++++ ENTRIES PROVIDED

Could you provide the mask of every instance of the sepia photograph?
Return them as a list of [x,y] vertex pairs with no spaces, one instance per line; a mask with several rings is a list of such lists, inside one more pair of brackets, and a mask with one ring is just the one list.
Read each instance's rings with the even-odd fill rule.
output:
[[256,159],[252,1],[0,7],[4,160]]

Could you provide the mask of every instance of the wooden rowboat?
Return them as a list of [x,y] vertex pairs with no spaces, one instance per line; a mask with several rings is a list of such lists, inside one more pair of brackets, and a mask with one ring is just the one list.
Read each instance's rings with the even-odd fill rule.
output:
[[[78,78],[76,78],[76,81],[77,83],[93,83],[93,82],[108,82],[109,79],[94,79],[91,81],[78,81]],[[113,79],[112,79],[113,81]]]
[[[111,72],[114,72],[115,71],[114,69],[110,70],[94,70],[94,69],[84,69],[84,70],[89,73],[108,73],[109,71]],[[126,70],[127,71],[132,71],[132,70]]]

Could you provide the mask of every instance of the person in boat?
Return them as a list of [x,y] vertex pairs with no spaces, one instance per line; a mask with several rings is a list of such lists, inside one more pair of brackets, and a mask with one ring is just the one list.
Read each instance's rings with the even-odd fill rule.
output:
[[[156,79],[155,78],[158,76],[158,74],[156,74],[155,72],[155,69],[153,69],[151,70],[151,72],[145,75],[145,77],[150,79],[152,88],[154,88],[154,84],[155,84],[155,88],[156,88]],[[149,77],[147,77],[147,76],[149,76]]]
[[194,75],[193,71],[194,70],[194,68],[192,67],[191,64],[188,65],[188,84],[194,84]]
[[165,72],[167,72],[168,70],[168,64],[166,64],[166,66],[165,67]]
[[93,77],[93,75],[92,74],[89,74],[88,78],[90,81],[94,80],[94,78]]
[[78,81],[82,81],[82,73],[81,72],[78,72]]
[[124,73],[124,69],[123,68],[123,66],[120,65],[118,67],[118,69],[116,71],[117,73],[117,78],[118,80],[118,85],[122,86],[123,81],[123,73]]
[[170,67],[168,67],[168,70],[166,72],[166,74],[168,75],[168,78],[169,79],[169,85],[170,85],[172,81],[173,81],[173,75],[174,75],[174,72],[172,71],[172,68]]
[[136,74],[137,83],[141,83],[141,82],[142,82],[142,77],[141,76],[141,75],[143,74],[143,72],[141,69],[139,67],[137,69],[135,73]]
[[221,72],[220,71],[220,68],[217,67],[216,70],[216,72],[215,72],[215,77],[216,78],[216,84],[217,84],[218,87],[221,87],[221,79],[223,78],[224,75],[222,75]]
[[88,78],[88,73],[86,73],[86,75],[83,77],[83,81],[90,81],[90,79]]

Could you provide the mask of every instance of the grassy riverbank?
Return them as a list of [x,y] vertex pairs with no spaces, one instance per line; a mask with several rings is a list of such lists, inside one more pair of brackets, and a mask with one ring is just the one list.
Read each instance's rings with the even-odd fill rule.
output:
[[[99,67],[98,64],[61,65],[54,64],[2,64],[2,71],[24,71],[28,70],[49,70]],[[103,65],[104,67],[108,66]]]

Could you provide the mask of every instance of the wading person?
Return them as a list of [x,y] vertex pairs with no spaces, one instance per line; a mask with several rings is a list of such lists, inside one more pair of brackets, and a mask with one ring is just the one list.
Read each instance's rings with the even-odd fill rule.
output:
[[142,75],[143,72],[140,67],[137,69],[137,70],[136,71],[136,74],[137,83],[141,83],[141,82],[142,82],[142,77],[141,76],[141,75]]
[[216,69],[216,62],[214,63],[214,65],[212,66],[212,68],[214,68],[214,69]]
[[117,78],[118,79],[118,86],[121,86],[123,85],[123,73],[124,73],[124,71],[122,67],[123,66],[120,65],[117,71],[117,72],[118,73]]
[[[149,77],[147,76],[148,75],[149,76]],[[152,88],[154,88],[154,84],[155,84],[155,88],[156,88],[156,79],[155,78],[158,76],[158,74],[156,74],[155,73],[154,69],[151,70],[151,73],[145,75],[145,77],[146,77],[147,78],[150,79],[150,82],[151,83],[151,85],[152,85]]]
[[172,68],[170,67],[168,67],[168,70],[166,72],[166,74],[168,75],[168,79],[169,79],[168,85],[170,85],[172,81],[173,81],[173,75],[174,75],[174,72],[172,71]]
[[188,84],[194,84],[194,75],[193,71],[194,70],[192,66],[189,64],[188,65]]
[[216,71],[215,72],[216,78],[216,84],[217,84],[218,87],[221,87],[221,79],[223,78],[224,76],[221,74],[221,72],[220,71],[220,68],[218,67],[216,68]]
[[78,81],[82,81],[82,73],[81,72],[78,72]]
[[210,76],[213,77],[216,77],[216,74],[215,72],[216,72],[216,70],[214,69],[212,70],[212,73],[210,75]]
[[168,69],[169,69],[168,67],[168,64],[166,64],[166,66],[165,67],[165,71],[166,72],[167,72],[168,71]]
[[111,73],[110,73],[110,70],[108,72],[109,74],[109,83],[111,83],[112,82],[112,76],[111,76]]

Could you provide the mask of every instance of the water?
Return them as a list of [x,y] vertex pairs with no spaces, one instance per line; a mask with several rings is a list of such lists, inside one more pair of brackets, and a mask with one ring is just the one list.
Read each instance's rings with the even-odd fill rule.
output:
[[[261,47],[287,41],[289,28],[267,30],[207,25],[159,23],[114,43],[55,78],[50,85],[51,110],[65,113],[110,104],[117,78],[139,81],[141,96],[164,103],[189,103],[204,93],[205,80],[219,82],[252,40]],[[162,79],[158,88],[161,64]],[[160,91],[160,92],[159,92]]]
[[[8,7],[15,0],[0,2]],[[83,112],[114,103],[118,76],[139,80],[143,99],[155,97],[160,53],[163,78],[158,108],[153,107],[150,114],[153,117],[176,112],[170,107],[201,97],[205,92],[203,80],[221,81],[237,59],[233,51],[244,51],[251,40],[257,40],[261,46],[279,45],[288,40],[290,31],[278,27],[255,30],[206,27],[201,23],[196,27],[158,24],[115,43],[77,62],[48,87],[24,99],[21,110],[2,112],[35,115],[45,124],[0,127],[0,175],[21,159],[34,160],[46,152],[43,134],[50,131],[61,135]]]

++++++++

# [TASK DIRECTIONS]
Please copy the items above word for word, from the start of the items up to and including the line that contains "[[256,159],[252,1],[0,7],[4,160]]".

# [THE OUTPUT]
Could you provide the mask of every instance of the sepia photograph?
Return them as a list of [x,y] vertex pairs with no spaces, one instance per line; a mask with several rings is a list of such lists, inside one more pair of brackets, and a mask with one ring is just the one list.
Read each instance's rings with the even-odd fill rule.
output:
[[256,159],[252,1],[0,7],[4,160]]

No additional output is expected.